What needs to be done:
Extract every line of the entries below that contains the word "teal" and copy each such line in full.

Materials provided:
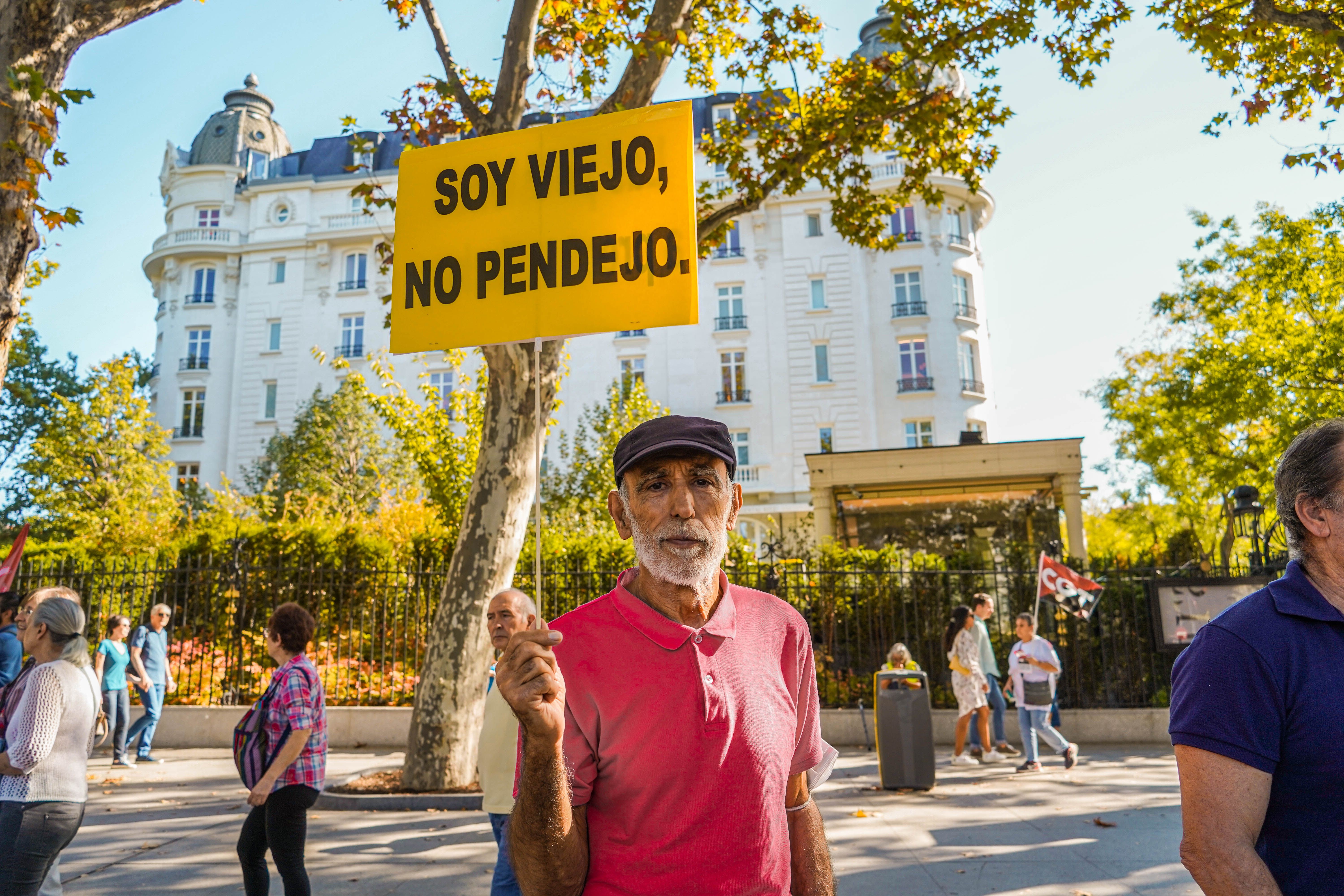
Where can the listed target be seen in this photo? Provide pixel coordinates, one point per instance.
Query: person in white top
(497, 756)
(1033, 671)
(50, 738)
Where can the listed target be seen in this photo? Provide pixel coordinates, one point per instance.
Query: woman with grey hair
(50, 738)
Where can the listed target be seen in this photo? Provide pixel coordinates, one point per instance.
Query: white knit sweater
(50, 738)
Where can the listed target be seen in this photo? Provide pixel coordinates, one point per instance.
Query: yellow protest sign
(577, 228)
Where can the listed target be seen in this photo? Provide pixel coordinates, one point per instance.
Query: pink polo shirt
(681, 741)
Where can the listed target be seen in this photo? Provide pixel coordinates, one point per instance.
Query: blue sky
(1093, 187)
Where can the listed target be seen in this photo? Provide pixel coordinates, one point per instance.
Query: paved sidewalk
(173, 828)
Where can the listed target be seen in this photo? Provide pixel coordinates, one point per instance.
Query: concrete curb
(389, 803)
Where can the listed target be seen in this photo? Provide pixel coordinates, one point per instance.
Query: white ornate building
(806, 343)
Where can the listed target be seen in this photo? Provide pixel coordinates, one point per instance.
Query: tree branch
(517, 68)
(1308, 21)
(455, 81)
(647, 66)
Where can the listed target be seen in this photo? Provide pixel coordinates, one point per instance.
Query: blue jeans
(154, 703)
(505, 883)
(1034, 722)
(998, 707)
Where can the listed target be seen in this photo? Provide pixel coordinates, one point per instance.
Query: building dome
(244, 125)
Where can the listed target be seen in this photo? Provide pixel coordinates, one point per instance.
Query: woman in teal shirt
(111, 664)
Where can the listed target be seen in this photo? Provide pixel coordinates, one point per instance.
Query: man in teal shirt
(983, 608)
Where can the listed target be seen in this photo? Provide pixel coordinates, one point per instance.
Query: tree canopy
(1248, 353)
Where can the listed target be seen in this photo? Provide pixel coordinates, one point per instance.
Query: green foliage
(1283, 62)
(97, 472)
(1251, 351)
(335, 453)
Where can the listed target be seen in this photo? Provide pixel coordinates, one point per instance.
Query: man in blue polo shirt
(1257, 707)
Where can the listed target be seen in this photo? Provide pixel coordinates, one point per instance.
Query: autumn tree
(38, 39)
(1248, 353)
(1284, 60)
(99, 469)
(811, 120)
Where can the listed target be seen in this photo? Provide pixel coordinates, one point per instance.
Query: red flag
(11, 563)
(1070, 590)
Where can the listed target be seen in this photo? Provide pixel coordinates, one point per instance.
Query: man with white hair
(670, 726)
(497, 753)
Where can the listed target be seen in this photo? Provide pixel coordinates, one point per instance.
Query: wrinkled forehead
(677, 464)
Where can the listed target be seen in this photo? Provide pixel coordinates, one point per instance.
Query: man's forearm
(810, 858)
(548, 836)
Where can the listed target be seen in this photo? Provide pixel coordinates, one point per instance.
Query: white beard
(686, 567)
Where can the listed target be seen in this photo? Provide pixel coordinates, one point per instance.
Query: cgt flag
(1068, 589)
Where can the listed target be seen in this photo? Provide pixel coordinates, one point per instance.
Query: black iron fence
(373, 624)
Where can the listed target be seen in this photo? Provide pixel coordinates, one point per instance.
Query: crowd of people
(57, 703)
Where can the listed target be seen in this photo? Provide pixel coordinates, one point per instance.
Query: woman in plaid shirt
(282, 800)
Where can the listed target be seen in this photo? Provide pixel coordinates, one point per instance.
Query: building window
(632, 370)
(919, 433)
(189, 475)
(198, 350)
(732, 245)
(743, 447)
(907, 295)
(730, 310)
(818, 288)
(915, 366)
(822, 354)
(733, 370)
(193, 414)
(351, 336)
(357, 264)
(443, 381)
(962, 296)
(204, 287)
(904, 225)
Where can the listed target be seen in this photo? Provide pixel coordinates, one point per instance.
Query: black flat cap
(674, 432)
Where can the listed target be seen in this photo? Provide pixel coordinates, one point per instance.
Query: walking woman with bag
(283, 738)
(1033, 670)
(49, 739)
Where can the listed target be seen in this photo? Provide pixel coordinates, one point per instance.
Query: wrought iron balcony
(915, 385)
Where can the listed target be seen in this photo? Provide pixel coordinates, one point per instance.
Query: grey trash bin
(904, 722)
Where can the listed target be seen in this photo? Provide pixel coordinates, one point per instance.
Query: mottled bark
(44, 34)
(451, 695)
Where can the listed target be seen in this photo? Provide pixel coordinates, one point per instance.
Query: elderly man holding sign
(671, 729)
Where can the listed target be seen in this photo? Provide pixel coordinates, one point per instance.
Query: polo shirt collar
(1295, 596)
(665, 632)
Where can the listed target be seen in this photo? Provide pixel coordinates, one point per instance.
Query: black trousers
(32, 838)
(280, 825)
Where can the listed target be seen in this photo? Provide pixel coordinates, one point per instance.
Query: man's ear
(618, 511)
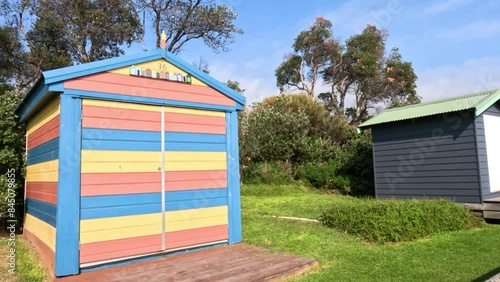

Result of the task:
Query: woman in teal shirt
Query: man in teal shirt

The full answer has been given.